SOURCE TEXT
■ ■ ■ ■ ■

The telephone purrs ominously in my hand. I swirl the last dregs of lukewarm coffee at the bottom of the cup while sitting cross-legged on my desk chair, and stare at the pile of press releases and hand-written notes in scratchy blue biro on my desk.

Certain phrases jump out at me like neon flashing lights: ‘Winner of the Pulitzer Prize’, ‘America’s Tolstoy’, ‘place bets for the Booker’, ‘here at last: the Great American novel’. I’ve underlined some things and highlighted others. Questions are scrawled all over available spaces on the pages. On the bookshelf beside me sits a hulking trilogy of novels, adorned with yet more quotes from newspapers and literary critics, designed to impress upon the reader the considerable intellectual prowess of the author. My own manuscript for the novel I’ve been attempting to write for the past six months nestles pitifully in the shade in a little paper folder on the shelf. I turn it over. I realise that my hand is shaking a little. I put the coffee cup down. I stand up. I sit down. I stand up again. The phone eventually clicks and I hear the cool, disinterested voice of the hotel receptionist.

■ ■ ■ ■ ■

SUPPLIED DATA

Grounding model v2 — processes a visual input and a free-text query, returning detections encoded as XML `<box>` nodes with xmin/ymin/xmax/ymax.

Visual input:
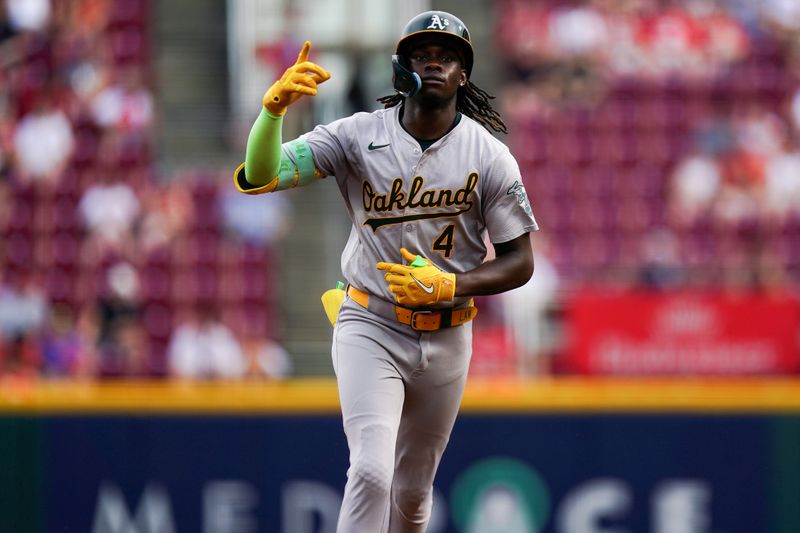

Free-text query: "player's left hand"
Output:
<box><xmin>375</xmin><ymin>248</ymin><xmax>456</xmax><ymax>307</ymax></box>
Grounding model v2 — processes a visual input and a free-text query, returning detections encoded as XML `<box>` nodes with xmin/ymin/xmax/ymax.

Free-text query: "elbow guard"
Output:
<box><xmin>233</xmin><ymin>139</ymin><xmax>322</xmax><ymax>194</ymax></box>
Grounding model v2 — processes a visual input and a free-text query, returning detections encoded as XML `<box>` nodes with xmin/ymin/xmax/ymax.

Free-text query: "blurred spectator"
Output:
<box><xmin>219</xmin><ymin>180</ymin><xmax>290</xmax><ymax>246</ymax></box>
<box><xmin>95</xmin><ymin>261</ymin><xmax>149</xmax><ymax>377</ymax></box>
<box><xmin>0</xmin><ymin>270</ymin><xmax>49</xmax><ymax>338</ymax></box>
<box><xmin>242</xmin><ymin>335</ymin><xmax>294</xmax><ymax>380</ymax></box>
<box><xmin>639</xmin><ymin>228</ymin><xmax>687</xmax><ymax>290</ymax></box>
<box><xmin>498</xmin><ymin>234</ymin><xmax>560</xmax><ymax>375</ymax></box>
<box><xmin>5</xmin><ymin>0</ymin><xmax>52</xmax><ymax>32</ymax></box>
<box><xmin>78</xmin><ymin>135</ymin><xmax>140</xmax><ymax>256</ymax></box>
<box><xmin>764</xmin><ymin>137</ymin><xmax>800</xmax><ymax>223</ymax></box>
<box><xmin>41</xmin><ymin>303</ymin><xmax>96</xmax><ymax>378</ymax></box>
<box><xmin>138</xmin><ymin>180</ymin><xmax>194</xmax><ymax>253</ymax></box>
<box><xmin>13</xmin><ymin>89</ymin><xmax>75</xmax><ymax>184</ymax></box>
<box><xmin>91</xmin><ymin>65</ymin><xmax>153</xmax><ymax>133</ymax></box>
<box><xmin>167</xmin><ymin>301</ymin><xmax>247</xmax><ymax>379</ymax></box>
<box><xmin>668</xmin><ymin>151</ymin><xmax>722</xmax><ymax>227</ymax></box>
<box><xmin>0</xmin><ymin>271</ymin><xmax>49</xmax><ymax>377</ymax></box>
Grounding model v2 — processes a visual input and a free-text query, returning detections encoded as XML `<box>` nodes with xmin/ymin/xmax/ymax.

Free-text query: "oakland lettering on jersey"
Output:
<box><xmin>362</xmin><ymin>172</ymin><xmax>478</xmax><ymax>231</ymax></box>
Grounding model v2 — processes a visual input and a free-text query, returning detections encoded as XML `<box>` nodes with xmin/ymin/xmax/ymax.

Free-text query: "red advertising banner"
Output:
<box><xmin>566</xmin><ymin>291</ymin><xmax>800</xmax><ymax>375</ymax></box>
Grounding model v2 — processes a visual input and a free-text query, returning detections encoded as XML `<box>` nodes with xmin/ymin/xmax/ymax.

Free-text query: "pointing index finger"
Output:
<box><xmin>295</xmin><ymin>41</ymin><xmax>311</xmax><ymax>64</ymax></box>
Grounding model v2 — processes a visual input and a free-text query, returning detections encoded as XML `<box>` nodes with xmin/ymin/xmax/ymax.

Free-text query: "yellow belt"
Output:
<box><xmin>347</xmin><ymin>285</ymin><xmax>478</xmax><ymax>331</ymax></box>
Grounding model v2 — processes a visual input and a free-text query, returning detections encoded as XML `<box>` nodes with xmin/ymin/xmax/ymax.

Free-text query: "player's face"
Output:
<box><xmin>408</xmin><ymin>42</ymin><xmax>467</xmax><ymax>98</ymax></box>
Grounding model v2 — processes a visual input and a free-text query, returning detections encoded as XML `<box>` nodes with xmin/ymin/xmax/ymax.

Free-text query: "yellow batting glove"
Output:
<box><xmin>375</xmin><ymin>248</ymin><xmax>456</xmax><ymax>307</ymax></box>
<box><xmin>262</xmin><ymin>41</ymin><xmax>331</xmax><ymax>116</ymax></box>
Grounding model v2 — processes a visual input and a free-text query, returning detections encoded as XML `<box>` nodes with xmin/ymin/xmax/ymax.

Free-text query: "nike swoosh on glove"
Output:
<box><xmin>375</xmin><ymin>248</ymin><xmax>456</xmax><ymax>307</ymax></box>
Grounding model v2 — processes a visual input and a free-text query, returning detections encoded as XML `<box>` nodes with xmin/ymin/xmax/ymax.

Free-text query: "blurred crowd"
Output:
<box><xmin>476</xmin><ymin>0</ymin><xmax>800</xmax><ymax>372</ymax></box>
<box><xmin>0</xmin><ymin>0</ymin><xmax>800</xmax><ymax>379</ymax></box>
<box><xmin>0</xmin><ymin>0</ymin><xmax>291</xmax><ymax>379</ymax></box>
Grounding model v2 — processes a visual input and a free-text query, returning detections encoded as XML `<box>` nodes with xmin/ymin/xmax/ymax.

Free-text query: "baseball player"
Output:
<box><xmin>234</xmin><ymin>11</ymin><xmax>538</xmax><ymax>533</ymax></box>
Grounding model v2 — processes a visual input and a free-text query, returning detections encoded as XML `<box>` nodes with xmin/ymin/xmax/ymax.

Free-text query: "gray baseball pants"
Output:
<box><xmin>332</xmin><ymin>298</ymin><xmax>472</xmax><ymax>533</ymax></box>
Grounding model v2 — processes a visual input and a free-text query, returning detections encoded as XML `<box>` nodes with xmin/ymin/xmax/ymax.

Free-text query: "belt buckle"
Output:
<box><xmin>410</xmin><ymin>310</ymin><xmax>439</xmax><ymax>331</ymax></box>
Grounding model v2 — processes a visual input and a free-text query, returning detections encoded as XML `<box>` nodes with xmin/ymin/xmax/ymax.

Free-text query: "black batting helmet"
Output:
<box><xmin>392</xmin><ymin>11</ymin><xmax>473</xmax><ymax>96</ymax></box>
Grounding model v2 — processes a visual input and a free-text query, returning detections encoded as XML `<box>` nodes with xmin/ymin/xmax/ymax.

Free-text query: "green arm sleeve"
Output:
<box><xmin>244</xmin><ymin>108</ymin><xmax>283</xmax><ymax>186</ymax></box>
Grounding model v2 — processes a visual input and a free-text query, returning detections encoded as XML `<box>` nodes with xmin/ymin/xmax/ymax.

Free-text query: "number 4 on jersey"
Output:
<box><xmin>432</xmin><ymin>224</ymin><xmax>456</xmax><ymax>257</ymax></box>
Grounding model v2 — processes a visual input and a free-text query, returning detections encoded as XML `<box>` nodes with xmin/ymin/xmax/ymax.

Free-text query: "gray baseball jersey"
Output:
<box><xmin>302</xmin><ymin>106</ymin><xmax>538</xmax><ymax>305</ymax></box>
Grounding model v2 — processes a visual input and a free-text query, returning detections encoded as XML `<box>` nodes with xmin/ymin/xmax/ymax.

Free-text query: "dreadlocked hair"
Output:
<box><xmin>378</xmin><ymin>81</ymin><xmax>508</xmax><ymax>133</ymax></box>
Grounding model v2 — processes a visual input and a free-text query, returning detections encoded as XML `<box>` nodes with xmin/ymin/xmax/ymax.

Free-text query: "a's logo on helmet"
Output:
<box><xmin>425</xmin><ymin>15</ymin><xmax>450</xmax><ymax>30</ymax></box>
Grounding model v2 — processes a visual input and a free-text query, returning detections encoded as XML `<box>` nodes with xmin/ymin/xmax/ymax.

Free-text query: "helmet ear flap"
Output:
<box><xmin>392</xmin><ymin>54</ymin><xmax>422</xmax><ymax>96</ymax></box>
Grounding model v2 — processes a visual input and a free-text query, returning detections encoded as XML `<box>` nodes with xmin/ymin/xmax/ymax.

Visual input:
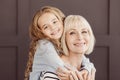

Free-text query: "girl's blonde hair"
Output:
<box><xmin>24</xmin><ymin>6</ymin><xmax>65</xmax><ymax>80</ymax></box>
<box><xmin>61</xmin><ymin>15</ymin><xmax>95</xmax><ymax>55</ymax></box>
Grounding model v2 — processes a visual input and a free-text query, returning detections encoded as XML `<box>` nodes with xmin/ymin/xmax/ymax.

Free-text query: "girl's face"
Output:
<box><xmin>66</xmin><ymin>27</ymin><xmax>90</xmax><ymax>54</ymax></box>
<box><xmin>38</xmin><ymin>13</ymin><xmax>63</xmax><ymax>40</ymax></box>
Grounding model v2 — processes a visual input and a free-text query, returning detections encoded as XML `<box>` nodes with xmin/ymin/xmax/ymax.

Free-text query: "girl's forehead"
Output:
<box><xmin>68</xmin><ymin>26</ymin><xmax>89</xmax><ymax>31</ymax></box>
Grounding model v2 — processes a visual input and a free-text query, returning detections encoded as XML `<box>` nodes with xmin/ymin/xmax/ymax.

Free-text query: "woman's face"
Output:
<box><xmin>38</xmin><ymin>13</ymin><xmax>63</xmax><ymax>40</ymax></box>
<box><xmin>66</xmin><ymin>27</ymin><xmax>90</xmax><ymax>54</ymax></box>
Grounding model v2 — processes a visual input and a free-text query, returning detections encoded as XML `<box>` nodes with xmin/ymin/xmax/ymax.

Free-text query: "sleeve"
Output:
<box><xmin>32</xmin><ymin>40</ymin><xmax>64</xmax><ymax>72</ymax></box>
<box><xmin>82</xmin><ymin>55</ymin><xmax>95</xmax><ymax>73</ymax></box>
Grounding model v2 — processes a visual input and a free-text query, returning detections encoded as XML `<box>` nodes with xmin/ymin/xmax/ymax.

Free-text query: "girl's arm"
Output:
<box><xmin>30</xmin><ymin>40</ymin><xmax>64</xmax><ymax>80</ymax></box>
<box><xmin>82</xmin><ymin>55</ymin><xmax>95</xmax><ymax>73</ymax></box>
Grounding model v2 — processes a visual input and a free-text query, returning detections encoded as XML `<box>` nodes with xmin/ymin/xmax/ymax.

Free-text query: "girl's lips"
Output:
<box><xmin>51</xmin><ymin>29</ymin><xmax>60</xmax><ymax>35</ymax></box>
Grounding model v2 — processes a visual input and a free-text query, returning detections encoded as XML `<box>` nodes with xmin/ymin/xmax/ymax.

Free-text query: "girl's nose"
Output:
<box><xmin>77</xmin><ymin>33</ymin><xmax>83</xmax><ymax>40</ymax></box>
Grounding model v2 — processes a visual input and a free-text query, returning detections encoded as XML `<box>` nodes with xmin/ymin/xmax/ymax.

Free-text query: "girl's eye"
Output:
<box><xmin>43</xmin><ymin>26</ymin><xmax>48</xmax><ymax>30</ymax></box>
<box><xmin>82</xmin><ymin>30</ymin><xmax>88</xmax><ymax>34</ymax></box>
<box><xmin>70</xmin><ymin>31</ymin><xmax>76</xmax><ymax>35</ymax></box>
<box><xmin>53</xmin><ymin>21</ymin><xmax>57</xmax><ymax>24</ymax></box>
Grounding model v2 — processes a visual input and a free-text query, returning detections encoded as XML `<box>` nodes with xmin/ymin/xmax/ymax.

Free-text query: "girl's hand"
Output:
<box><xmin>56</xmin><ymin>67</ymin><xmax>70</xmax><ymax>80</ymax></box>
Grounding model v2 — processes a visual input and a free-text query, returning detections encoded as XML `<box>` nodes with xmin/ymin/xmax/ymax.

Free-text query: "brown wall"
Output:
<box><xmin>0</xmin><ymin>0</ymin><xmax>120</xmax><ymax>80</ymax></box>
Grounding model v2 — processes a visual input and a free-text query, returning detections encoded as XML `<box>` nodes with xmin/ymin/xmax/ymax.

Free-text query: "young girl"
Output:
<box><xmin>58</xmin><ymin>15</ymin><xmax>95</xmax><ymax>80</ymax></box>
<box><xmin>25</xmin><ymin>6</ymin><xmax>94</xmax><ymax>80</ymax></box>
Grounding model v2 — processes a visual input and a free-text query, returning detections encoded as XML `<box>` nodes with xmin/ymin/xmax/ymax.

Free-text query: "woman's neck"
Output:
<box><xmin>62</xmin><ymin>53</ymin><xmax>83</xmax><ymax>70</ymax></box>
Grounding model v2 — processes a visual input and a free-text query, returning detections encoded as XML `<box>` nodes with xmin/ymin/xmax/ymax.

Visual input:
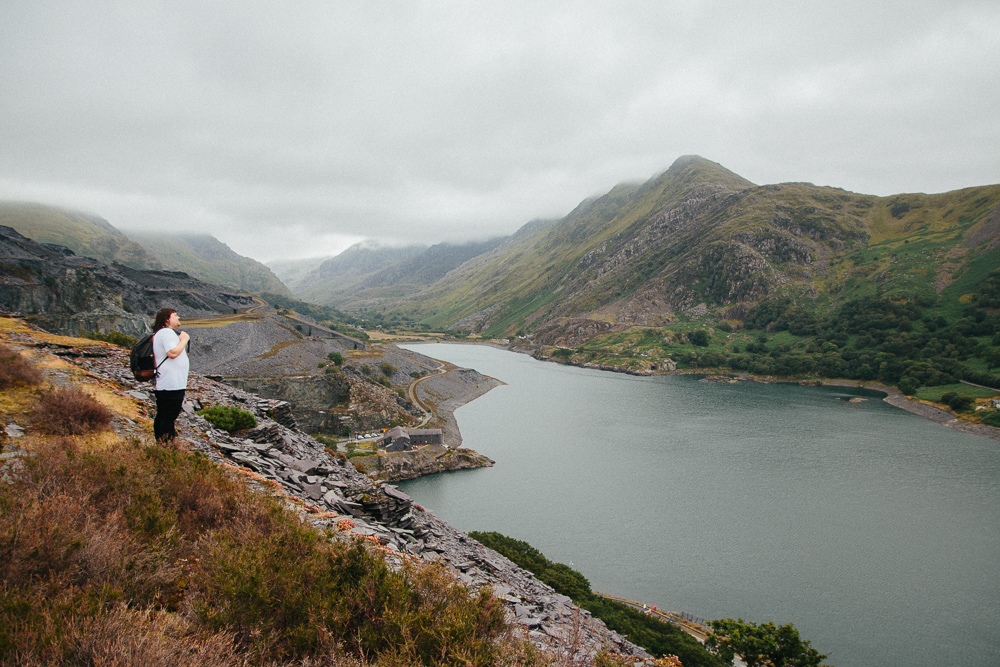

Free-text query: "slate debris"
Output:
<box><xmin>74</xmin><ymin>350</ymin><xmax>650</xmax><ymax>665</ymax></box>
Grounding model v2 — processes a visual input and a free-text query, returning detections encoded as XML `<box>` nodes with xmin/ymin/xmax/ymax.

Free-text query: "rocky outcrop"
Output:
<box><xmin>0</xmin><ymin>226</ymin><xmax>254</xmax><ymax>335</ymax></box>
<box><xmin>351</xmin><ymin>445</ymin><xmax>495</xmax><ymax>482</ymax></box>
<box><xmin>62</xmin><ymin>347</ymin><xmax>649</xmax><ymax>664</ymax></box>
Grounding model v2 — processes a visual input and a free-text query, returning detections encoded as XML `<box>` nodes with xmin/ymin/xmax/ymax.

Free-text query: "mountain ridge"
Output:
<box><xmin>0</xmin><ymin>201</ymin><xmax>291</xmax><ymax>296</ymax></box>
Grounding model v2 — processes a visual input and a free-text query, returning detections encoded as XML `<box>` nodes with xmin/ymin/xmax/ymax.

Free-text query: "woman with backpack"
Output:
<box><xmin>153</xmin><ymin>308</ymin><xmax>191</xmax><ymax>443</ymax></box>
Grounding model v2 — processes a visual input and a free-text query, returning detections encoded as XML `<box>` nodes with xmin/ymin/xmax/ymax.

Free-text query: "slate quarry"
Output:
<box><xmin>56</xmin><ymin>350</ymin><xmax>650</xmax><ymax>664</ymax></box>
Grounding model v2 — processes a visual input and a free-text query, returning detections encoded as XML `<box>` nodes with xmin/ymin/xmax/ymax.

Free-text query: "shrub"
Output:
<box><xmin>899</xmin><ymin>377</ymin><xmax>920</xmax><ymax>396</ymax></box>
<box><xmin>198</xmin><ymin>405</ymin><xmax>257</xmax><ymax>433</ymax></box>
<box><xmin>0</xmin><ymin>438</ymin><xmax>531</xmax><ymax>667</ymax></box>
<box><xmin>0</xmin><ymin>343</ymin><xmax>43</xmax><ymax>389</ymax></box>
<box><xmin>688</xmin><ymin>329</ymin><xmax>709</xmax><ymax>347</ymax></box>
<box><xmin>31</xmin><ymin>387</ymin><xmax>111</xmax><ymax>435</ymax></box>
<box><xmin>948</xmin><ymin>396</ymin><xmax>976</xmax><ymax>412</ymax></box>
<box><xmin>83</xmin><ymin>331</ymin><xmax>137</xmax><ymax>350</ymax></box>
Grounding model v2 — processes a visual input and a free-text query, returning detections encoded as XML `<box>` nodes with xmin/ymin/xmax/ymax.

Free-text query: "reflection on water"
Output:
<box><xmin>401</xmin><ymin>344</ymin><xmax>1000</xmax><ymax>667</ymax></box>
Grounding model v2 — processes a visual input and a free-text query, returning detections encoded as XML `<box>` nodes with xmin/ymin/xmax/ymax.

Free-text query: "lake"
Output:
<box><xmin>400</xmin><ymin>344</ymin><xmax>1000</xmax><ymax>667</ymax></box>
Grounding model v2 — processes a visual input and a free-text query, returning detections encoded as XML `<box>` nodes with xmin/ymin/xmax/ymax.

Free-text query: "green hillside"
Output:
<box><xmin>338</xmin><ymin>156</ymin><xmax>1000</xmax><ymax>404</ymax></box>
<box><xmin>0</xmin><ymin>202</ymin><xmax>291</xmax><ymax>296</ymax></box>
<box><xmin>0</xmin><ymin>201</ymin><xmax>159</xmax><ymax>270</ymax></box>
<box><xmin>129</xmin><ymin>231</ymin><xmax>291</xmax><ymax>296</ymax></box>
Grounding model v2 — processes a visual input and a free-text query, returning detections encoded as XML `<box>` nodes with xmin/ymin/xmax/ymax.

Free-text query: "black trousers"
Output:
<box><xmin>153</xmin><ymin>389</ymin><xmax>185</xmax><ymax>441</ymax></box>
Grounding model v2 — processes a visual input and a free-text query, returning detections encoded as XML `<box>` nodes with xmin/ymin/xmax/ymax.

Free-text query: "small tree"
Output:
<box><xmin>705</xmin><ymin>618</ymin><xmax>827</xmax><ymax>667</ymax></box>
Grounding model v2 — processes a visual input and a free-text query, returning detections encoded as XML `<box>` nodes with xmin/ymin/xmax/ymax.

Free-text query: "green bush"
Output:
<box><xmin>983</xmin><ymin>411</ymin><xmax>1000</xmax><ymax>428</ymax></box>
<box><xmin>687</xmin><ymin>329</ymin><xmax>710</xmax><ymax>347</ymax></box>
<box><xmin>198</xmin><ymin>405</ymin><xmax>257</xmax><ymax>433</ymax></box>
<box><xmin>948</xmin><ymin>396</ymin><xmax>976</xmax><ymax>412</ymax></box>
<box><xmin>469</xmin><ymin>531</ymin><xmax>724</xmax><ymax>667</ymax></box>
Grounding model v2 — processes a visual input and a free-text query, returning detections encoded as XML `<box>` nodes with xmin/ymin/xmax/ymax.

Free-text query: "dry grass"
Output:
<box><xmin>0</xmin><ymin>435</ymin><xmax>541</xmax><ymax>667</ymax></box>
<box><xmin>80</xmin><ymin>384</ymin><xmax>143</xmax><ymax>421</ymax></box>
<box><xmin>0</xmin><ymin>344</ymin><xmax>44</xmax><ymax>389</ymax></box>
<box><xmin>31</xmin><ymin>387</ymin><xmax>111</xmax><ymax>435</ymax></box>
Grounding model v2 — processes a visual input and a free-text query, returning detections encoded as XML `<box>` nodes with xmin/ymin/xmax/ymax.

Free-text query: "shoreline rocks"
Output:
<box><xmin>73</xmin><ymin>349</ymin><xmax>649</xmax><ymax>664</ymax></box>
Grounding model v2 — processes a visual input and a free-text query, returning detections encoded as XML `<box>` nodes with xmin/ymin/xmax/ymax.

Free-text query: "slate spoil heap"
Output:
<box><xmin>70</xmin><ymin>348</ymin><xmax>650</xmax><ymax>665</ymax></box>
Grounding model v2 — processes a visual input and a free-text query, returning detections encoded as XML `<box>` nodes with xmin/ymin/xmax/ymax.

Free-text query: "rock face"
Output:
<box><xmin>68</xmin><ymin>346</ymin><xmax>649</xmax><ymax>664</ymax></box>
<box><xmin>351</xmin><ymin>445</ymin><xmax>495</xmax><ymax>482</ymax></box>
<box><xmin>0</xmin><ymin>226</ymin><xmax>254</xmax><ymax>335</ymax></box>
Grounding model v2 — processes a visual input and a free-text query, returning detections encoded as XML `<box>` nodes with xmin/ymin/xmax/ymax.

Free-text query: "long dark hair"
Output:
<box><xmin>153</xmin><ymin>308</ymin><xmax>177</xmax><ymax>333</ymax></box>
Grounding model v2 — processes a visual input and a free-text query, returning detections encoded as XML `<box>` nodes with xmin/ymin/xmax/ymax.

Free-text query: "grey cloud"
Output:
<box><xmin>0</xmin><ymin>1</ymin><xmax>1000</xmax><ymax>261</ymax></box>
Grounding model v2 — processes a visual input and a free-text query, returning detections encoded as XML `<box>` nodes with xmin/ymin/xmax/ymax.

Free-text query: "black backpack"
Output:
<box><xmin>128</xmin><ymin>334</ymin><xmax>166</xmax><ymax>382</ymax></box>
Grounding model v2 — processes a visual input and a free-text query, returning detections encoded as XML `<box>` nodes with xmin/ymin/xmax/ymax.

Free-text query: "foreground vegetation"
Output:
<box><xmin>0</xmin><ymin>346</ymin><xmax>545</xmax><ymax>666</ymax></box>
<box><xmin>469</xmin><ymin>531</ymin><xmax>728</xmax><ymax>667</ymax></box>
<box><xmin>469</xmin><ymin>531</ymin><xmax>827</xmax><ymax>667</ymax></box>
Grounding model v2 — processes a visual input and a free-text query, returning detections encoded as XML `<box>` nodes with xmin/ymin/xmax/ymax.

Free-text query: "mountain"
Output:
<box><xmin>299</xmin><ymin>238</ymin><xmax>503</xmax><ymax>310</ymax></box>
<box><xmin>0</xmin><ymin>226</ymin><xmax>256</xmax><ymax>335</ymax></box>
<box><xmin>265</xmin><ymin>256</ymin><xmax>332</xmax><ymax>292</ymax></box>
<box><xmin>0</xmin><ymin>201</ymin><xmax>165</xmax><ymax>269</ymax></box>
<box><xmin>362</xmin><ymin>156</ymin><xmax>1000</xmax><ymax>346</ymax></box>
<box><xmin>129</xmin><ymin>231</ymin><xmax>292</xmax><ymax>296</ymax></box>
<box><xmin>0</xmin><ymin>202</ymin><xmax>291</xmax><ymax>296</ymax></box>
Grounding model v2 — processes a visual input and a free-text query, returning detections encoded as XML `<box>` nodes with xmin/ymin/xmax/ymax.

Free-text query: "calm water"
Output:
<box><xmin>402</xmin><ymin>344</ymin><xmax>1000</xmax><ymax>667</ymax></box>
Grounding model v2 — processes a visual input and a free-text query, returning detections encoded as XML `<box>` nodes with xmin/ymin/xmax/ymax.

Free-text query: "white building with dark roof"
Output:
<box><xmin>379</xmin><ymin>426</ymin><xmax>442</xmax><ymax>452</ymax></box>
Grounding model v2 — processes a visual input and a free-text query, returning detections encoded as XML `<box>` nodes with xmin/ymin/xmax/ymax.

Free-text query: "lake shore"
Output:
<box><xmin>408</xmin><ymin>341</ymin><xmax>1000</xmax><ymax>441</ymax></box>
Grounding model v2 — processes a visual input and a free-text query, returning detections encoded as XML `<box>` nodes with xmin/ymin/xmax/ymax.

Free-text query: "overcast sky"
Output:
<box><xmin>0</xmin><ymin>0</ymin><xmax>1000</xmax><ymax>261</ymax></box>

■ ■ ■ ■ ■

STATED PROBLEM 1
According to the passage, how long has the narrator been trying to write the novel whose manuscript sits on the shelf?
STATED PROBLEM 2
Please transcribe the passage starting at "The telephone purrs" and ending at "on my desk.".

WORKED SOLUTION 1
For the past six months.

WORKED SOLUTION 2
The telephone purrs ominously in my hand. I swirl the last dregs of lukewarm coffee at the bottom of the cup while sitting cross-legged on my desk chair, and stare at the pile of press releases and hand-written notes in scratchy blue biro on my desk.